• **Work to be completed**
Below is a set of entries. Reproduce exactly the lines from the one containing "Q: Identify one point on each instance of the nose." through the end, both included.

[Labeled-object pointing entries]

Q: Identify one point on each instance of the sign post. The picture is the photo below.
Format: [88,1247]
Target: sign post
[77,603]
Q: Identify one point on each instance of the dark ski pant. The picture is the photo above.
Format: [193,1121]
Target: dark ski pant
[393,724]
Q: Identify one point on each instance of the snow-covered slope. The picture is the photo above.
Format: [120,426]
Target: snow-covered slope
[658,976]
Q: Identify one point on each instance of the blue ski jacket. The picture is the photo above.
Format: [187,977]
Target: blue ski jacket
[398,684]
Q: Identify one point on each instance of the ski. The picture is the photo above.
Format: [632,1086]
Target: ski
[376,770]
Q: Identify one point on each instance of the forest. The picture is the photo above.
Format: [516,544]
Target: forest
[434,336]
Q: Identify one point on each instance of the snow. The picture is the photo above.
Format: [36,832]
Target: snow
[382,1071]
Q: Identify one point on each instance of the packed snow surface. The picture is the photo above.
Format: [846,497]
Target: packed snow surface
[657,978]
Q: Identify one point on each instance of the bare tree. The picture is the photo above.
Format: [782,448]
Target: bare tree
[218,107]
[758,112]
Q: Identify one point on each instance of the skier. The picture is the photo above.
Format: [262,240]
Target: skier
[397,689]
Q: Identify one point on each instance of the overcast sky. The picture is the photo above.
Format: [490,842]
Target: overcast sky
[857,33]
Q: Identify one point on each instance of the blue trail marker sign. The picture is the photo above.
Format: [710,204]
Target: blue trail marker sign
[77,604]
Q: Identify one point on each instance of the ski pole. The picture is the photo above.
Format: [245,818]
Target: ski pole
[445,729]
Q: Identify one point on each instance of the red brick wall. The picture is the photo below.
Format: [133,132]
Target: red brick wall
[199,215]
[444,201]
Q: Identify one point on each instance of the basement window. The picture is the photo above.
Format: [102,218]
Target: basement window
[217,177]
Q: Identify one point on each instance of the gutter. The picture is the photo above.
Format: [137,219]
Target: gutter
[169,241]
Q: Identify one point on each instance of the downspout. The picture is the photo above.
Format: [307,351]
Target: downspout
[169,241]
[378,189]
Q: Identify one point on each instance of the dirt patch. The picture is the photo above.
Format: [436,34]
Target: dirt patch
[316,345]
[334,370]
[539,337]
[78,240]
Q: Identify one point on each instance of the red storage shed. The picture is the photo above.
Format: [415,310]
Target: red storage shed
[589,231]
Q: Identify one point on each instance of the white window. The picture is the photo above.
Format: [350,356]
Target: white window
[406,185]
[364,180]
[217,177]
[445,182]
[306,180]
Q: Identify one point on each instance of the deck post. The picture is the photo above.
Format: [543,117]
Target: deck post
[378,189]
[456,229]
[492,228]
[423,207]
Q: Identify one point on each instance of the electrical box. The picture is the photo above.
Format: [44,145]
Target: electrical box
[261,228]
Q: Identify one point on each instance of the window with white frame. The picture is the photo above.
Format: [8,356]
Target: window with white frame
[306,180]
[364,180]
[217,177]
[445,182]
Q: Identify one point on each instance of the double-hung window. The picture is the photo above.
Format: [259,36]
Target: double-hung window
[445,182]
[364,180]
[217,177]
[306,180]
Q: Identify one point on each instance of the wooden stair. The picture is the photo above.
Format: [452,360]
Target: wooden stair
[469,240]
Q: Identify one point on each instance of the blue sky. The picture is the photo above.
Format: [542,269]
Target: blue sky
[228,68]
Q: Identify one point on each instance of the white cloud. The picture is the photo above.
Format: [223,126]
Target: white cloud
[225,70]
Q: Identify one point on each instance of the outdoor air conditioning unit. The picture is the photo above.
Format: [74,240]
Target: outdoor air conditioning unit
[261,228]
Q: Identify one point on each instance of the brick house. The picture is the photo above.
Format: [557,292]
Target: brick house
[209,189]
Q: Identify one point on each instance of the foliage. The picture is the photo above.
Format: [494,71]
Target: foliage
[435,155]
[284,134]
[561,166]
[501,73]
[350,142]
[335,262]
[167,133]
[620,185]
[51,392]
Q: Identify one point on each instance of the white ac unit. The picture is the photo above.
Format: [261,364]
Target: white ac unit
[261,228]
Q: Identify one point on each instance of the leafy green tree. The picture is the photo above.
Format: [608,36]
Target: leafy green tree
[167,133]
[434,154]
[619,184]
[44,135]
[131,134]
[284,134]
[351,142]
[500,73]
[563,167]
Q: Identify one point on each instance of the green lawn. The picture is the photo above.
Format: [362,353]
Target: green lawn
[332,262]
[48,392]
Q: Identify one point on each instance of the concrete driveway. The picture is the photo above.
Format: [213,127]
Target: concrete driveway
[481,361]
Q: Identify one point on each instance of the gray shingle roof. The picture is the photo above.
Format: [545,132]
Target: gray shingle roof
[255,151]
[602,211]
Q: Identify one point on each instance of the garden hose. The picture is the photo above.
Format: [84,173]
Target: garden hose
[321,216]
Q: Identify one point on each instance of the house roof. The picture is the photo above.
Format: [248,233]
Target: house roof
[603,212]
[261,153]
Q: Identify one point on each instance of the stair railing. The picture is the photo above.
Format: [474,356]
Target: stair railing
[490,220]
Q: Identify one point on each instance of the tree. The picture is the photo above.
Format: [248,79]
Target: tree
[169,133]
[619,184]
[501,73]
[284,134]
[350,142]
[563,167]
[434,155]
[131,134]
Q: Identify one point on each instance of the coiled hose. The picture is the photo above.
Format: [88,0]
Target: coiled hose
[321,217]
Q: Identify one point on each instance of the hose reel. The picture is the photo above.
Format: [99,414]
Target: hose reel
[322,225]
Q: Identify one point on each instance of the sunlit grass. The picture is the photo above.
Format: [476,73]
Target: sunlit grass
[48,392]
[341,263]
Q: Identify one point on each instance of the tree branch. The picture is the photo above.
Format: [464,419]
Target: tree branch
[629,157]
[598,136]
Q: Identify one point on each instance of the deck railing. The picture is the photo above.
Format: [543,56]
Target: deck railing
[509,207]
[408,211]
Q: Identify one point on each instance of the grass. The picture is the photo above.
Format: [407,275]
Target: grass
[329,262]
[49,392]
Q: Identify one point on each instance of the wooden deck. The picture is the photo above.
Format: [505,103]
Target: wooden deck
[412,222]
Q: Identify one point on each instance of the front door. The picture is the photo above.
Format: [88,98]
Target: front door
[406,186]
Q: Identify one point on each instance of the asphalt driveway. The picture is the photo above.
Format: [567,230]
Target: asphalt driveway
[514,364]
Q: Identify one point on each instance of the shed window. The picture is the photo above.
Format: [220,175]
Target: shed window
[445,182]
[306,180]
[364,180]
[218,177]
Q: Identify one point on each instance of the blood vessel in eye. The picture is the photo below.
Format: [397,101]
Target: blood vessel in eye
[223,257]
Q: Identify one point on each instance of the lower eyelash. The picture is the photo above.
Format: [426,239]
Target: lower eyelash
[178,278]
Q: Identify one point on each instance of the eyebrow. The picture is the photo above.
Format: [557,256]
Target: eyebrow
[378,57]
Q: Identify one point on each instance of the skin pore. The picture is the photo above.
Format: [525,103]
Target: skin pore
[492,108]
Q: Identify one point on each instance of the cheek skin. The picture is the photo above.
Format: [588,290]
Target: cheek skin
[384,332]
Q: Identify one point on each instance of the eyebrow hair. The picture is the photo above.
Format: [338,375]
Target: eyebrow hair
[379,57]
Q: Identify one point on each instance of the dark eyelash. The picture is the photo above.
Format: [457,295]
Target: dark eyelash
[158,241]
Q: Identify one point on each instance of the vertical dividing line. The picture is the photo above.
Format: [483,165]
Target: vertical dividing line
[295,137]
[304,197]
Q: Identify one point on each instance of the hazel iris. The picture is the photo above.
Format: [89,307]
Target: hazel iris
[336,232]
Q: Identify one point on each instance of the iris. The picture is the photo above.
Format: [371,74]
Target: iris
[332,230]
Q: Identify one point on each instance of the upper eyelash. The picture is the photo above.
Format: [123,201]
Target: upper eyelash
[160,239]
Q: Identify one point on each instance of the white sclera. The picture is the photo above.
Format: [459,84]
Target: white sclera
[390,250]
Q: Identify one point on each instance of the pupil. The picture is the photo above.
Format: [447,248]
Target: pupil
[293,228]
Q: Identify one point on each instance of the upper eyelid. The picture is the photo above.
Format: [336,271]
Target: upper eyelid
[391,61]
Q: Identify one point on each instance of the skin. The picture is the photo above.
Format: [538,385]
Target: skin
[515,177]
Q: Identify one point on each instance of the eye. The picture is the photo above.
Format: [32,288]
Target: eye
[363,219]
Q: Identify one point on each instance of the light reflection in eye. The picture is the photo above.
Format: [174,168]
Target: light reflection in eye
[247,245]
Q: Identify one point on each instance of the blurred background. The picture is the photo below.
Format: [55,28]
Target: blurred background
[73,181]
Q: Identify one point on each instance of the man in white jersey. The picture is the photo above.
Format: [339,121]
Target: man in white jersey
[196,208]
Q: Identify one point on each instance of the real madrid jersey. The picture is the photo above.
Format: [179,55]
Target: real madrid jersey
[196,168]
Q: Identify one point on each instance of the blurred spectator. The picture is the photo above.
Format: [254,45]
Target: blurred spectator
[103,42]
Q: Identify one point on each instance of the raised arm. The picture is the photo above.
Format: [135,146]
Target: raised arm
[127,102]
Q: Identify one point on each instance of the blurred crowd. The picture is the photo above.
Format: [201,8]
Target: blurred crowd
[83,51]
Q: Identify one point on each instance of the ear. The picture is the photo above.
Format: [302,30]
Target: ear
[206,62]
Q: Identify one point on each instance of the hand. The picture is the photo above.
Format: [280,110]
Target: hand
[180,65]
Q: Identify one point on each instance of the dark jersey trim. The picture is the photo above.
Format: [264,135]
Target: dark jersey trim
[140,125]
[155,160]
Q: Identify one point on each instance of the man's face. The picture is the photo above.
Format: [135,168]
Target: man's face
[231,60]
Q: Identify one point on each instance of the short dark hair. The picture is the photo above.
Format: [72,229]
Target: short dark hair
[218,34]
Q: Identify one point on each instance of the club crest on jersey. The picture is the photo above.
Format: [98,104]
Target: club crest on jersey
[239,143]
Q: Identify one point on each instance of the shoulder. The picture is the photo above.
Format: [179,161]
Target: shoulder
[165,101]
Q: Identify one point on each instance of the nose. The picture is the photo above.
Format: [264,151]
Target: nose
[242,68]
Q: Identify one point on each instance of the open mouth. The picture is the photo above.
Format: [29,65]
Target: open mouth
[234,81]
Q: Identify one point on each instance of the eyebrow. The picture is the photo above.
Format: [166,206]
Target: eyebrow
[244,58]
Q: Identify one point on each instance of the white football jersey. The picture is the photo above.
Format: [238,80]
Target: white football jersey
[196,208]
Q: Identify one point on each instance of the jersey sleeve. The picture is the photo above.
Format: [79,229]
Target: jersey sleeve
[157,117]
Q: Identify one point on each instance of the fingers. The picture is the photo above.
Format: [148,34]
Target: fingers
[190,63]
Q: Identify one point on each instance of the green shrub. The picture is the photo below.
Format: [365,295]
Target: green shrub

• **Solution**
Q: Identify one point on each instance of the nose. The picture is the photo above.
Format: [264,151]
Target: nose
[242,68]
Q: Identify one point on each instance of the open mouth. The picture is the photo above.
Format: [29,65]
Target: open mouth
[234,81]
Q: Identify one point on each instance of the eyebrow. The picture is the photo above.
Format: [166,206]
Target: eyebrow
[244,58]
Q: Identify one point on each instance of the white football jersey. The picture is the photo above.
Format: [238,80]
Target: white football jersey
[196,208]
Q: Identify one point on each instance of the jersey sleeve. The picture is the photo above.
Format: [79,229]
Target: jersey sleeve
[157,117]
Q: Identify one point on each instance of the fingers. The picture is the photo above.
Format: [148,34]
Target: fingers
[190,63]
Q: Identify one point on each instance of the green shrub. The picture is the photo below.
Format: [365,295]
Target: green shrub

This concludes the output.